▸ **SELECTED TEXT**
Sunday 1 February 2015

METAPHYSICAL KNOWLEDGE, part I

METAPHYSICAL KNOWLEDGE, part I - by Guenther Zuehlsdorf, translation from the original German edition into Portuguese by Huberto Rohden and translated into English by Flavio de Mello.
 
 
 
 
"To know the multiple without the Uno (God) is ignorance - but the knowing of the Uno is wisdom" Ramakrishna.
 
 
In the chapter on "The Metaphysical Necessity of Man", Schopenhauer explains the transcendental yearning of man. Says that no being admires his own existence, except man. Only man have self-consciousness and ask himself: Who am I? Investigates the enigma of his existence and it is able to exalt admired, face to face with the common and everyday things. Temples, churches, pagodas and mosques, in all countries, at all times, in power and grandeur, testify the metaphysical yearning of man, strong and inextinguishable, but runs, however, deceived by external circumstances, towards in response to his material and sometimes superfluous needs.

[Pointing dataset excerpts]
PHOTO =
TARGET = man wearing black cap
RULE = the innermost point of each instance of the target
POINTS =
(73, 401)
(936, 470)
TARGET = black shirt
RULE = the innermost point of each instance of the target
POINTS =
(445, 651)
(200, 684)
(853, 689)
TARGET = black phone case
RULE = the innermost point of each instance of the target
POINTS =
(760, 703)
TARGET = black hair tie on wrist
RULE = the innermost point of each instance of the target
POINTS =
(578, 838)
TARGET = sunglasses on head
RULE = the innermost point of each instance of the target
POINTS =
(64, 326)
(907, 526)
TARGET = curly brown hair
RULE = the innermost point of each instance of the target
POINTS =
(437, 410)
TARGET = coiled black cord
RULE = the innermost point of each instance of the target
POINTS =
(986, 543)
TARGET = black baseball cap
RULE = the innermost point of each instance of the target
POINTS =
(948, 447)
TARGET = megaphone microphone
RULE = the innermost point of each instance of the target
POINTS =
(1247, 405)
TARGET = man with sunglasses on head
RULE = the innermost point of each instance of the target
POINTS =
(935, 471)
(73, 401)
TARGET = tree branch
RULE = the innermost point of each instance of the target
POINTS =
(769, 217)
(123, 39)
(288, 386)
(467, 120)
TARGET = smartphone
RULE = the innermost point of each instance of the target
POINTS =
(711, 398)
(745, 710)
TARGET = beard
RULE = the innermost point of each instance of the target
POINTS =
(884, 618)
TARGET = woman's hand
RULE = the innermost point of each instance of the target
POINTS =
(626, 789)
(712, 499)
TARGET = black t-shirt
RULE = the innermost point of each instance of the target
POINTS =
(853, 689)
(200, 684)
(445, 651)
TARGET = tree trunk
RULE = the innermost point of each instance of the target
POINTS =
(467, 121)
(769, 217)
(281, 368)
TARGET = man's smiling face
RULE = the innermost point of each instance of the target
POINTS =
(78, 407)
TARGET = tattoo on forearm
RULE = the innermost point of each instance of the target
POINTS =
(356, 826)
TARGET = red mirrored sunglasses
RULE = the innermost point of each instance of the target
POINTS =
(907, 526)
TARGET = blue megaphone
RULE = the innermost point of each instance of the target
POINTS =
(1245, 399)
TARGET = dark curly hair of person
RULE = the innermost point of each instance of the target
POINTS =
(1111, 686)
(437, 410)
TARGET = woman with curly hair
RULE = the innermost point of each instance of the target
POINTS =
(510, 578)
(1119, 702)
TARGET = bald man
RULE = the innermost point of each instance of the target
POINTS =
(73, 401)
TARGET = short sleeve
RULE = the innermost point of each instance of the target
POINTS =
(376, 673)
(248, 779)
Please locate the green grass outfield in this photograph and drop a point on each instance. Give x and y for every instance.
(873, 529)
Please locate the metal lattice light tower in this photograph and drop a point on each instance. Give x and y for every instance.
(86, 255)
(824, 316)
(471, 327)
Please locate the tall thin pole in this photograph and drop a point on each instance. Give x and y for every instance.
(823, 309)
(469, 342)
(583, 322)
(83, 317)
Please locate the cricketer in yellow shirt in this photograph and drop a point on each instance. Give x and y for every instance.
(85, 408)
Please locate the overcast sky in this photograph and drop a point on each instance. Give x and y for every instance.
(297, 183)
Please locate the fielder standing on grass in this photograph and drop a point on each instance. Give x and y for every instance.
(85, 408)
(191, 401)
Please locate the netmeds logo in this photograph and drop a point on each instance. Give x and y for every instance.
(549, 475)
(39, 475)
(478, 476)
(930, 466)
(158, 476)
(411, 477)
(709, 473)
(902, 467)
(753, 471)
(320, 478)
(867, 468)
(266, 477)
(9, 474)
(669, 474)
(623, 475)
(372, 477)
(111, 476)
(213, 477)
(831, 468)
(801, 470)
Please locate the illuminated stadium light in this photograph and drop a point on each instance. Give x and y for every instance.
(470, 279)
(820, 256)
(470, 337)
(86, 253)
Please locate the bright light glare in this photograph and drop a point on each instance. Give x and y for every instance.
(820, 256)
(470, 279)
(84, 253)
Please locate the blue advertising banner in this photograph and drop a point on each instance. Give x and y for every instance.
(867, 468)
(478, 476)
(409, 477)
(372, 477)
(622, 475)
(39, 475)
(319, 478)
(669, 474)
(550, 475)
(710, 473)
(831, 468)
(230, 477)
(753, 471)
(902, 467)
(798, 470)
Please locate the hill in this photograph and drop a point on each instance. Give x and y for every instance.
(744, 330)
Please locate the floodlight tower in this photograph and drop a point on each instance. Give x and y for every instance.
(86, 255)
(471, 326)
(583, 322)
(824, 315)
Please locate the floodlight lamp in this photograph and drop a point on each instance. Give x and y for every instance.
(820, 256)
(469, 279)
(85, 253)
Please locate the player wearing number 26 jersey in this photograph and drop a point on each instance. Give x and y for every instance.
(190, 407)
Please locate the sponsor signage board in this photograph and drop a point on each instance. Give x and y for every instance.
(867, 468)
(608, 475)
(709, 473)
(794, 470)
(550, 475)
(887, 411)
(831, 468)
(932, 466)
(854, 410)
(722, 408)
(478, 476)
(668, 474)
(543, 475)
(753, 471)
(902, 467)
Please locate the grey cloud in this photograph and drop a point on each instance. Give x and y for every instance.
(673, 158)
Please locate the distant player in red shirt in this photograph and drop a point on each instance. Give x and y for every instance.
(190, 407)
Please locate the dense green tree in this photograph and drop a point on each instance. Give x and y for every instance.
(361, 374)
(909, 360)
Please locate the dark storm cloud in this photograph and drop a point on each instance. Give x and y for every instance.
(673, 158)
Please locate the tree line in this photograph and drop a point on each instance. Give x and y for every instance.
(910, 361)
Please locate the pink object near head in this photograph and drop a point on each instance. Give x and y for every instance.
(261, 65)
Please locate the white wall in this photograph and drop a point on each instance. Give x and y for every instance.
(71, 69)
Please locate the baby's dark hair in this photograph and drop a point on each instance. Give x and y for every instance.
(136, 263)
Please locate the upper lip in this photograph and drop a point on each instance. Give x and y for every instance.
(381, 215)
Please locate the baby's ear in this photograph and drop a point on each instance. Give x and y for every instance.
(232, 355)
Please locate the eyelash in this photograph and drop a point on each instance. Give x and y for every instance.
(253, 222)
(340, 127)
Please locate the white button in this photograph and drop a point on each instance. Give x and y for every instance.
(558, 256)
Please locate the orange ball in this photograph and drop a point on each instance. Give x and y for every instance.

▸ **AIM**
Restate the metaphysical knowledge text from "METAPHYSICAL KNOWLEDGE, part I - by" up to and including "Flavio de Mello.", substituting "rendering" for "translation".

▸ **PROBLEM SOLUTION**
METAPHYSICAL KNOWLEDGE, part I - by Guenther Zuehlsdorf, rendering from the original German edition into Portuguese by Huberto Rohden and translated into English by Flavio de Mello.